What is being asked >> What follows is a listing to be transcribed exactly.

Dataset >>
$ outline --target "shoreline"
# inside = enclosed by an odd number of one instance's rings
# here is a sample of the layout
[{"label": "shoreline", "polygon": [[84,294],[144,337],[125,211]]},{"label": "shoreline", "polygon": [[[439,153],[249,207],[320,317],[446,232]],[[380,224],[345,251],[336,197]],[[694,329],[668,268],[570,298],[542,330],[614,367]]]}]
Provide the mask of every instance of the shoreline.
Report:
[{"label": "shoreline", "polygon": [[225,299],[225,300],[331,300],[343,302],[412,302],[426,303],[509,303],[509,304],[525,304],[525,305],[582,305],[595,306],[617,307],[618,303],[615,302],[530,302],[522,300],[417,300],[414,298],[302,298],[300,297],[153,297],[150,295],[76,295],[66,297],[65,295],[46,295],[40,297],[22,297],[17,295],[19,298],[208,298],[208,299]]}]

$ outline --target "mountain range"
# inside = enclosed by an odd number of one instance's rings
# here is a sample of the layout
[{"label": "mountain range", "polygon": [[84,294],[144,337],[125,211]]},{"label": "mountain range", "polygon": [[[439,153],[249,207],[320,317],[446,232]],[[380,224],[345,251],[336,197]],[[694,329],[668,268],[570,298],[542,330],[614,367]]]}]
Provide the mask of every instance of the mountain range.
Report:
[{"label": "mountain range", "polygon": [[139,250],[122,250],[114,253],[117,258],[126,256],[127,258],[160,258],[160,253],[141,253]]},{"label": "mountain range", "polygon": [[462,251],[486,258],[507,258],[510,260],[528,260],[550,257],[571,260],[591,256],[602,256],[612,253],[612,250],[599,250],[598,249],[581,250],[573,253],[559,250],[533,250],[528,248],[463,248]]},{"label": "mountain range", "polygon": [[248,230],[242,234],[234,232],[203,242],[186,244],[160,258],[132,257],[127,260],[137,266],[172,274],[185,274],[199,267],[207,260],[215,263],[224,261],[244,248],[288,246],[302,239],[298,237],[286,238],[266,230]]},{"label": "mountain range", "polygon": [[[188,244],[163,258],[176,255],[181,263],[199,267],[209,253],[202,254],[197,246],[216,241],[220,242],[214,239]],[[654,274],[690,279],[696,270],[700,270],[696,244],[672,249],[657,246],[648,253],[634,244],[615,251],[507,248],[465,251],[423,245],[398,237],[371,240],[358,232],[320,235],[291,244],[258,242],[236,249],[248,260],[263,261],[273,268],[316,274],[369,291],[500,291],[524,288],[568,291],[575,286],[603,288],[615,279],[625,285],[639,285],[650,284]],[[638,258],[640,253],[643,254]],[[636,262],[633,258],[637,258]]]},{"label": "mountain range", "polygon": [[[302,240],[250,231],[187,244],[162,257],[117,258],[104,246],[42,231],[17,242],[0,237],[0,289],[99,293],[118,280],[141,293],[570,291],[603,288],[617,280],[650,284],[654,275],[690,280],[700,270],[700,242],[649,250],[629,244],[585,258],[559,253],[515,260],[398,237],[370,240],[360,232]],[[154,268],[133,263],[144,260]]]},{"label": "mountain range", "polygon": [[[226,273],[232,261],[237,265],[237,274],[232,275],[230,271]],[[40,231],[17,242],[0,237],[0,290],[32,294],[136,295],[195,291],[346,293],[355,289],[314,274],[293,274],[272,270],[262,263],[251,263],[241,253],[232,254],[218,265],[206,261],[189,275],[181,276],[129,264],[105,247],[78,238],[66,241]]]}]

Response >>
$ outline --target "shoreline"
# inside = enclosed by an odd number of one instance's rings
# here is a sample of the layout
[{"label": "shoreline", "polygon": [[84,294],[144,337],[125,211]]},{"label": "shoreline", "polygon": [[[439,153],[249,207],[320,317],[446,232]],[[380,224],[345,251],[336,197]],[[694,329],[668,268],[570,298],[542,330],[614,367]]]}]
Provide the mask of every instance of the shoreline.
Report:
[{"label": "shoreline", "polygon": [[225,299],[225,300],[331,300],[343,302],[412,302],[426,303],[509,303],[509,304],[525,304],[525,305],[582,305],[595,306],[617,307],[618,303],[615,302],[530,302],[522,300],[417,300],[414,298],[302,298],[300,297],[153,297],[150,295],[76,295],[66,297],[65,295],[46,295],[40,297],[22,297],[17,295],[19,298],[208,298],[208,299]]}]

$ outline --target "mountain range"
# inside = enclosed by an odd number of one instance's rings
# here is a sample of the layout
[{"label": "mountain range", "polygon": [[84,294],[144,337],[125,211]]},{"label": "mountain range", "polygon": [[[439,153],[249,207],[320,317],[446,232]],[[380,224],[345,251],[336,197]],[[694,329],[668,268],[570,298],[542,330],[614,367]]]}]
Provide the mask of every instance of the mountain range.
Report:
[{"label": "mountain range", "polygon": [[139,250],[122,250],[114,253],[117,258],[126,256],[127,258],[160,258],[160,253],[141,253]]},{"label": "mountain range", "polygon": [[462,251],[486,258],[507,258],[510,260],[528,260],[550,257],[571,260],[591,256],[602,256],[612,253],[612,250],[599,250],[598,249],[581,250],[573,253],[559,250],[533,250],[528,248],[463,248]]},{"label": "mountain range", "polygon": [[248,230],[242,234],[234,232],[203,242],[186,244],[160,258],[132,257],[127,260],[137,266],[172,274],[185,274],[199,267],[207,260],[215,263],[224,261],[244,248],[288,246],[302,239],[298,237],[286,238],[266,230]]},{"label": "mountain range", "polygon": [[[188,244],[163,258],[176,255],[181,263],[199,267],[209,253],[202,254],[197,246],[216,241],[220,242],[214,239]],[[654,274],[690,279],[696,270],[700,270],[696,244],[672,249],[657,246],[648,253],[634,244],[615,251],[507,248],[465,251],[423,245],[398,237],[371,240],[358,232],[320,235],[291,244],[258,242],[236,249],[248,260],[263,261],[273,268],[316,274],[369,291],[500,291],[524,288],[568,291],[575,286],[603,288],[615,279],[625,285],[639,285],[650,284]],[[638,258],[640,253],[643,254]],[[636,262],[633,258],[637,258]]]},{"label": "mountain range", "polygon": [[[302,240],[250,231],[187,244],[162,257],[117,258],[104,246],[42,231],[17,242],[0,237],[0,289],[99,293],[118,280],[141,293],[570,291],[603,288],[617,280],[650,284],[654,275],[690,280],[700,270],[700,242],[649,250],[629,244],[585,258],[559,253],[515,260],[398,237],[370,240],[360,232]],[[154,268],[133,263],[144,260]]]},{"label": "mountain range", "polygon": [[[226,273],[232,261],[237,265],[237,274],[232,275],[230,271]],[[40,231],[17,242],[0,237],[0,290],[32,294],[136,295],[195,291],[346,293],[355,289],[314,274],[293,274],[272,270],[262,263],[251,263],[241,253],[232,254],[218,265],[206,261],[189,275],[181,276],[129,264],[105,247],[78,238],[66,241]]]}]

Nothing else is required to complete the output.